Request
Copy the rows below verbatim, beginning with the line that contains "An instance of the green" and ending with the line that contains "Give the mask of every instance of the green", with both of those lines included.

Information provided
☆ ☆ ☆ ☆

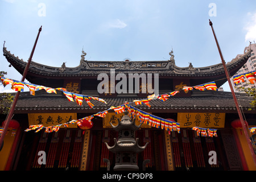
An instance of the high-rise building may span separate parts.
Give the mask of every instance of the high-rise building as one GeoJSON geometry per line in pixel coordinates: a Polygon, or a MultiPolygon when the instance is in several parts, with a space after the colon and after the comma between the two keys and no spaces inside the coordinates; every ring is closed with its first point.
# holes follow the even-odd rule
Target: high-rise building
{"type": "MultiPolygon", "coordinates": [[[[247,47],[246,47],[244,49],[244,53],[247,52],[249,50],[251,49],[250,57],[248,59],[247,62],[243,65],[242,68],[237,71],[234,76],[241,75],[245,74],[251,71],[255,71],[256,70],[256,44],[250,44],[247,47]]],[[[237,56],[232,60],[234,61],[237,59],[241,57],[243,54],[237,55],[237,56]]],[[[232,77],[232,81],[233,81],[233,77],[232,77]]],[[[256,88],[256,84],[251,84],[249,80],[245,77],[244,77],[244,82],[240,82],[236,85],[232,81],[233,85],[234,86],[234,90],[236,92],[243,92],[243,90],[239,90],[238,88],[241,87],[247,88],[256,88]]]]}

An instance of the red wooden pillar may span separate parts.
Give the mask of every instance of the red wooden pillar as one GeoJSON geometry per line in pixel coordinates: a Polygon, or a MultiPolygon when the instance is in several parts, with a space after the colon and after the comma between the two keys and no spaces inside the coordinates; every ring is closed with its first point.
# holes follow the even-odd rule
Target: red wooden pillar
{"type": "Polygon", "coordinates": [[[14,155],[16,153],[16,151],[18,150],[18,143],[19,142],[19,139],[20,137],[20,128],[19,127],[17,129],[17,132],[15,135],[15,138],[14,139],[14,141],[13,143],[13,146],[11,147],[11,151],[9,154],[9,157],[8,158],[8,160],[5,166],[5,171],[10,171],[11,167],[11,166],[13,163],[13,161],[14,159],[14,155]]]}

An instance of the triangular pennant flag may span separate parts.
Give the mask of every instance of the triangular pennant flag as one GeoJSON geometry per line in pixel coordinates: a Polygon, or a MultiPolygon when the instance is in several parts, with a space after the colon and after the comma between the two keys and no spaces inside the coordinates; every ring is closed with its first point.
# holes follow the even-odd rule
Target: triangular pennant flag
{"type": "Polygon", "coordinates": [[[149,101],[148,100],[141,100],[142,102],[143,102],[144,104],[146,104],[147,106],[148,106],[149,107],[151,107],[150,104],[149,104],[149,101]]]}
{"type": "Polygon", "coordinates": [[[180,91],[174,91],[174,92],[170,92],[169,94],[172,96],[174,96],[175,94],[177,94],[178,93],[180,93],[180,91]]]}
{"type": "Polygon", "coordinates": [[[84,100],[84,96],[79,94],[78,93],[72,93],[73,98],[75,99],[76,103],[80,105],[81,106],[82,104],[82,101],[84,100]]]}
{"type": "Polygon", "coordinates": [[[142,101],[141,100],[134,100],[133,102],[135,103],[136,105],[142,104],[142,101]]]}
{"type": "Polygon", "coordinates": [[[233,80],[235,85],[245,82],[244,80],[245,76],[243,75],[236,75],[233,77],[233,80]]]}
{"type": "Polygon", "coordinates": [[[42,85],[36,85],[35,88],[36,90],[46,90],[46,87],[42,85]]]}
{"type": "Polygon", "coordinates": [[[30,94],[35,96],[35,90],[36,85],[30,83],[25,83],[25,85],[29,88],[30,94]]]}
{"type": "Polygon", "coordinates": [[[90,100],[86,96],[84,96],[84,99],[85,100],[85,101],[86,101],[87,104],[90,108],[93,107],[94,105],[92,104],[92,102],[90,102],[90,100]]]}
{"type": "Polygon", "coordinates": [[[248,79],[251,84],[256,84],[256,79],[254,77],[254,73],[251,72],[245,73],[245,77],[248,79]]]}
{"type": "Polygon", "coordinates": [[[24,91],[24,82],[17,80],[13,80],[13,86],[11,89],[14,91],[24,91]]]}
{"type": "Polygon", "coordinates": [[[218,88],[216,86],[216,84],[215,84],[215,82],[212,81],[207,84],[204,84],[204,86],[205,86],[206,89],[207,90],[218,90],[218,88]]]}
{"type": "Polygon", "coordinates": [[[203,85],[195,86],[194,86],[194,88],[197,90],[201,90],[201,91],[207,90],[206,88],[204,87],[204,86],[203,85]]]}
{"type": "Polygon", "coordinates": [[[192,86],[183,86],[183,89],[185,92],[187,92],[188,90],[192,90],[193,87],[192,86]]]}
{"type": "Polygon", "coordinates": [[[13,80],[9,79],[9,78],[6,78],[5,77],[1,77],[1,81],[3,83],[3,87],[5,87],[7,85],[11,85],[11,87],[13,88],[13,80]]]}
{"type": "Polygon", "coordinates": [[[49,93],[55,93],[57,94],[57,92],[56,92],[56,90],[55,89],[53,89],[53,88],[49,88],[49,87],[46,86],[46,92],[49,93]]]}
{"type": "Polygon", "coordinates": [[[65,92],[67,91],[67,89],[64,88],[57,88],[55,89],[55,90],[58,90],[60,91],[65,91],[65,92]]]}
{"type": "Polygon", "coordinates": [[[74,102],[74,100],[73,99],[73,95],[71,92],[65,91],[63,91],[63,92],[69,101],[74,102]]]}

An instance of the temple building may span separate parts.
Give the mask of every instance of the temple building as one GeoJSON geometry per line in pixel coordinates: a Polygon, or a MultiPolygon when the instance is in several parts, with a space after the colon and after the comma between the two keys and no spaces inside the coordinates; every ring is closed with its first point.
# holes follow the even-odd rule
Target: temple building
{"type": "MultiPolygon", "coordinates": [[[[251,50],[250,57],[248,59],[248,60],[245,63],[245,64],[234,75],[234,77],[242,76],[242,79],[241,81],[238,83],[234,83],[233,82],[234,90],[236,92],[243,92],[242,89],[240,89],[241,87],[244,87],[246,89],[247,88],[256,88],[256,81],[250,81],[249,79],[247,79],[246,76],[248,77],[248,73],[251,72],[255,72],[256,70],[256,56],[255,53],[256,52],[256,44],[250,43],[249,46],[245,48],[243,52],[245,53],[248,50],[251,50]]],[[[233,59],[233,60],[236,60],[238,57],[242,56],[243,55],[239,54],[233,59]]],[[[233,78],[232,78],[233,80],[233,78]]]]}
{"type": "MultiPolygon", "coordinates": [[[[27,62],[6,47],[3,51],[7,61],[22,75],[27,62]]],[[[247,50],[226,63],[231,76],[250,55],[251,50],[247,50]]],[[[52,67],[32,61],[26,78],[30,83],[64,88],[69,93],[102,98],[106,102],[92,100],[89,105],[84,100],[79,105],[57,89],[56,93],[35,91],[35,95],[21,92],[12,118],[18,126],[14,134],[9,126],[10,132],[5,137],[0,151],[0,170],[113,171],[119,158],[115,156],[118,152],[109,150],[109,146],[122,144],[129,148],[129,144],[119,138],[131,137],[131,133],[133,138],[138,139],[137,144],[145,147],[139,152],[128,150],[128,153],[136,155],[133,158],[122,151],[121,162],[129,164],[135,159],[133,164],[139,171],[256,170],[232,93],[195,88],[210,82],[214,82],[217,88],[221,87],[227,81],[222,64],[194,68],[190,63],[181,68],[175,64],[172,52],[170,55],[167,61],[100,61],[86,60],[86,53],[82,52],[78,60],[80,64],[75,68],[67,67],[64,63],[52,67]],[[133,77],[129,80],[129,76],[133,77]],[[108,92],[99,92],[102,88],[108,92]],[[178,93],[166,100],[156,98],[148,100],[147,104],[134,102],[154,94],[175,91],[178,93]],[[138,130],[126,133],[117,131],[115,126],[120,124],[124,113],[109,109],[125,103],[172,122],[174,127],[175,123],[179,123],[179,129],[171,131],[146,123],[141,126],[137,118],[135,126],[141,126],[138,130]],[[75,123],[61,126],[57,132],[46,133],[44,129],[25,131],[31,125],[55,126],[105,110],[108,112],[104,117],[94,116],[88,126],[75,123]],[[193,129],[201,129],[201,134],[193,129]],[[215,129],[216,133],[213,136],[204,136],[204,129],[215,129]],[[44,152],[45,163],[40,163],[39,158],[44,152]],[[216,158],[209,162],[212,156],[216,158]]],[[[255,126],[255,109],[250,109],[250,105],[252,98],[243,93],[237,93],[237,97],[249,127],[255,126]]],[[[0,125],[6,117],[0,114],[0,125]]],[[[253,134],[251,133],[253,143],[255,137],[253,134]]]]}

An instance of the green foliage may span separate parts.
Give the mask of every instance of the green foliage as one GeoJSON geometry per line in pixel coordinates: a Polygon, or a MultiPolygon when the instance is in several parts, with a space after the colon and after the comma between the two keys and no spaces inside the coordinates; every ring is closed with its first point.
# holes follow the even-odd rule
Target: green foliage
{"type": "MultiPolygon", "coordinates": [[[[0,71],[0,76],[4,76],[7,72],[0,71]]],[[[0,114],[6,114],[8,113],[14,96],[10,93],[0,93],[0,114]]]]}

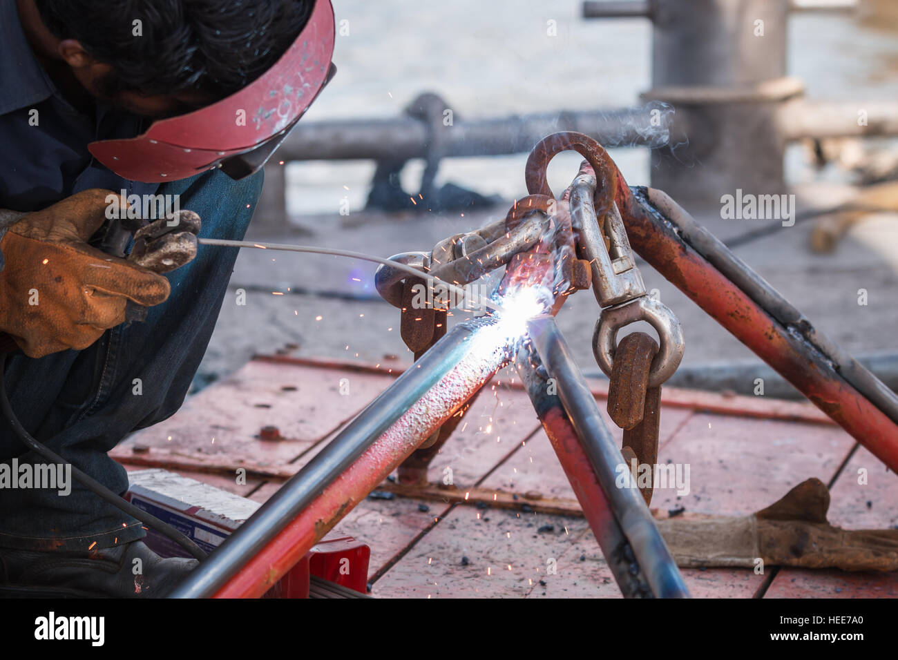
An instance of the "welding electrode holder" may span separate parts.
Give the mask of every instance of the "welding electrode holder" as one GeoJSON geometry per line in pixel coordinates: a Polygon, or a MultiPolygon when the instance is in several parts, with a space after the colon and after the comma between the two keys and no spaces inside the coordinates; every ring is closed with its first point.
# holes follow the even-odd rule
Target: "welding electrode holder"
{"type": "Polygon", "coordinates": [[[532,180],[528,185],[544,186],[549,161],[568,148],[584,155],[595,172],[578,174],[571,184],[569,197],[577,254],[590,264],[593,293],[602,308],[593,333],[595,361],[611,378],[618,330],[645,321],[658,333],[660,349],[652,362],[648,383],[650,387],[657,387],[680,365],[685,348],[682,329],[670,308],[647,295],[623,218],[614,201],[619,179],[616,167],[601,145],[588,136],[556,133],[534,147],[533,154],[541,154],[542,160],[528,162],[532,180]],[[603,181],[601,188],[597,177],[603,181]]]}

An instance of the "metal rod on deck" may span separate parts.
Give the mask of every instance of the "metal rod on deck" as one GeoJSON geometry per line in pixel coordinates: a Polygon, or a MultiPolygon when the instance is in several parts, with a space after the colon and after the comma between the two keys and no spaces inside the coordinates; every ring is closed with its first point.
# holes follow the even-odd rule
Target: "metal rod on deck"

☆ ☆ ☆ ☆

Correct result
An instance of the green foliage may span separate parts.
Give the mask of every instance of the green foliage as one GeoJSON geometry per line in pixel coordinates: a Polygon, or a MultiPolygon when the instance is in several parts, with a space after the colon and after the comma between the two keys and no spaces inside the coordinates; every ring is closed with its first point.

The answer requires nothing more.